▸ Work task: Only one stretch of the records below is wanted: the lines from the one holding "Target: duckling's head" through the one holding "point_to MUST indicate the reflection of adult". Return it exactly, both ends included.

────────────────────

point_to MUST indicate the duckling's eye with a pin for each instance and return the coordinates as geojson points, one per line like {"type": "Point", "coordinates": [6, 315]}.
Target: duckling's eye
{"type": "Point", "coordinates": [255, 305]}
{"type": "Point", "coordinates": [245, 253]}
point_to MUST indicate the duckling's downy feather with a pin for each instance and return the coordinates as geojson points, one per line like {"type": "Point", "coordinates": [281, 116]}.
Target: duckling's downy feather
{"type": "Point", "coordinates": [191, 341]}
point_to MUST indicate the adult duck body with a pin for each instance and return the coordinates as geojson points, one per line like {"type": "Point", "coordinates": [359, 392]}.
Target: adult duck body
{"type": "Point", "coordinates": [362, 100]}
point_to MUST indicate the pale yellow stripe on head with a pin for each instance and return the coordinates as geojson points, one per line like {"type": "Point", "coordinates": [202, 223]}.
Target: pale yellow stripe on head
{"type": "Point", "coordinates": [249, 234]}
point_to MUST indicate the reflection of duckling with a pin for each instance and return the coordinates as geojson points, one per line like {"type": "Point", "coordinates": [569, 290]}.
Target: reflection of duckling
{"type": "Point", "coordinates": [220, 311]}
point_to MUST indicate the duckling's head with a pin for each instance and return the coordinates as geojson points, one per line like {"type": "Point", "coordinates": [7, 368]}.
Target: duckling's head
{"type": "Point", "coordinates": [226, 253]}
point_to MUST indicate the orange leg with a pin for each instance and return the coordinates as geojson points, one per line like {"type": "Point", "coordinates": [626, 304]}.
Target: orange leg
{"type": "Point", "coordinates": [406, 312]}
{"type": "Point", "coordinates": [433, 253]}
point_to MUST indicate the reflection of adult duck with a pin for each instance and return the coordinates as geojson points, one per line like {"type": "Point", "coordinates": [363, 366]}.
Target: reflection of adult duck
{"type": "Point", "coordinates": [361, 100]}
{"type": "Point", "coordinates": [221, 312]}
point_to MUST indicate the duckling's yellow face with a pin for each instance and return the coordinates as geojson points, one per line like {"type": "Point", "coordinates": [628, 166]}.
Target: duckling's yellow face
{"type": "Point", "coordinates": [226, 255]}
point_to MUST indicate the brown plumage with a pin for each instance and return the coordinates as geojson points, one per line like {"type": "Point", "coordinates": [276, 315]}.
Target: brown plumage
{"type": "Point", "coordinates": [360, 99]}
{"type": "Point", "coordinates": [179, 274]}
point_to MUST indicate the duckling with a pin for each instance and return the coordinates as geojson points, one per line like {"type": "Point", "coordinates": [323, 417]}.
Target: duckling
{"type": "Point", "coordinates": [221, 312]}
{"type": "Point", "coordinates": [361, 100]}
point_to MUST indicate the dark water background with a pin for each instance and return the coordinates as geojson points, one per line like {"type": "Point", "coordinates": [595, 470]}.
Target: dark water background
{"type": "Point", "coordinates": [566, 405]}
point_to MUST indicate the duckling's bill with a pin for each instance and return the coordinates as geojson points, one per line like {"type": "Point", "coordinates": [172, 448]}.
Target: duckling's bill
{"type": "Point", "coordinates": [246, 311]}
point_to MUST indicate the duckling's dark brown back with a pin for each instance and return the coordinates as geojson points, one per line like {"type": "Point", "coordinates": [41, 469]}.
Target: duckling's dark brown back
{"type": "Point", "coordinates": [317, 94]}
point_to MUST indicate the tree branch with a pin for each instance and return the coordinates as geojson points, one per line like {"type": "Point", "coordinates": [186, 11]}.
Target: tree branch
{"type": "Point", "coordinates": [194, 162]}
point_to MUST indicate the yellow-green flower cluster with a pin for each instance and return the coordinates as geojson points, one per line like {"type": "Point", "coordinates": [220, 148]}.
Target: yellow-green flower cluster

────────────────────

▸ Task answer:
Target: duckling's head
{"type": "Point", "coordinates": [226, 253]}
point_to MUST indicate the orange leg with a pin for each instance and return the coordinates as geojson points, one per line like {"type": "Point", "coordinates": [626, 304]}.
Target: orange leg
{"type": "Point", "coordinates": [406, 312]}
{"type": "Point", "coordinates": [433, 253]}
point_to MUST indicate the reflection of adult duck with a pin for each instance and return the coordinates as geojson points, one per line like {"type": "Point", "coordinates": [363, 366]}.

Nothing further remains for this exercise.